> [Data in this exercise]
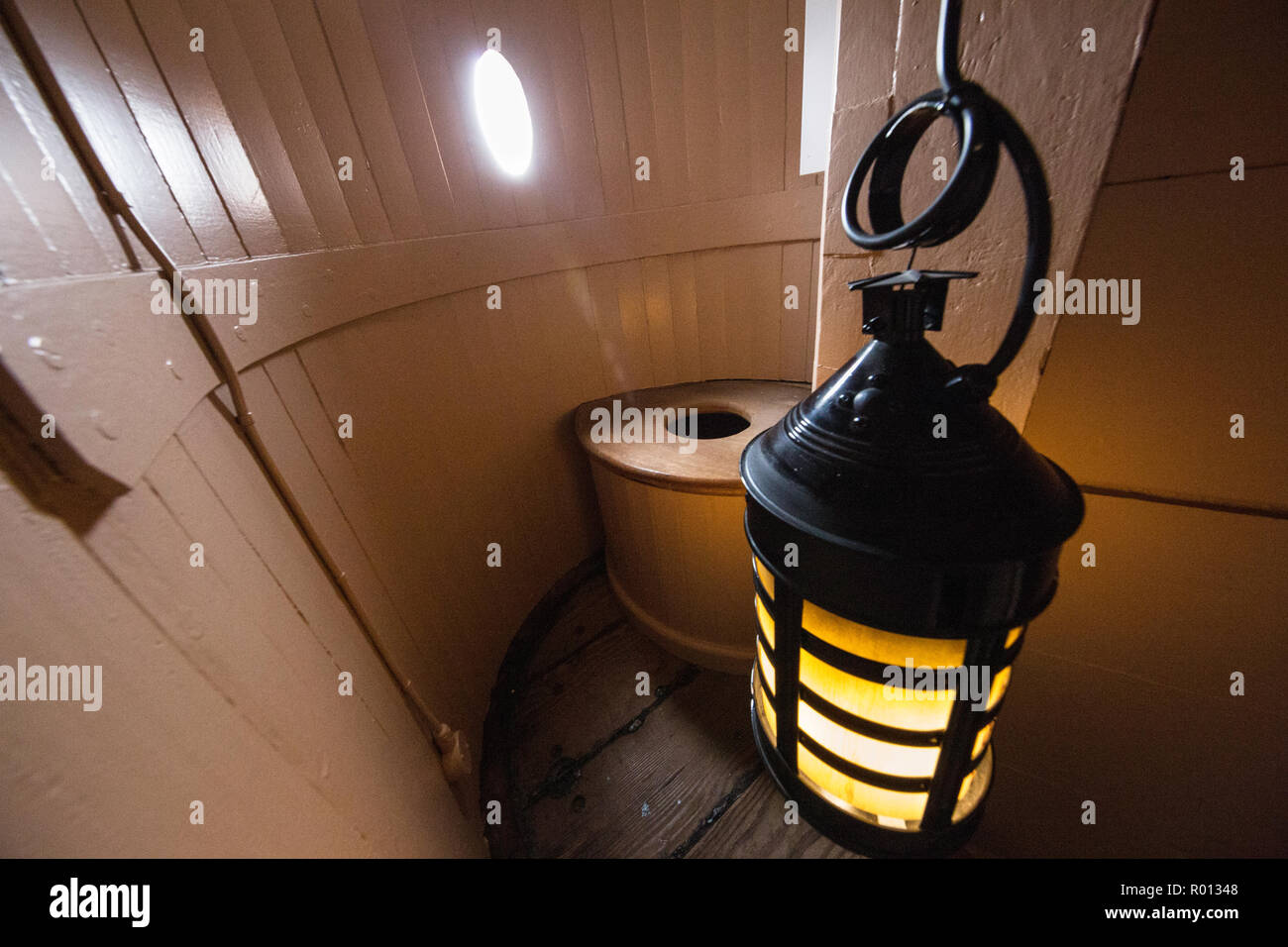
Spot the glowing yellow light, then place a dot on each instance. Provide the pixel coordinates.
(982, 741)
(900, 707)
(768, 718)
(883, 647)
(872, 754)
(864, 797)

> [Work to do] Leave the pictures out, and print every line of the listing exactly as written.

> [Exercise answer]
Spot the glowing yellow light, then place a dot on each instance. Provide the pixel coordinates.
(982, 741)
(900, 707)
(768, 718)
(883, 647)
(872, 754)
(864, 797)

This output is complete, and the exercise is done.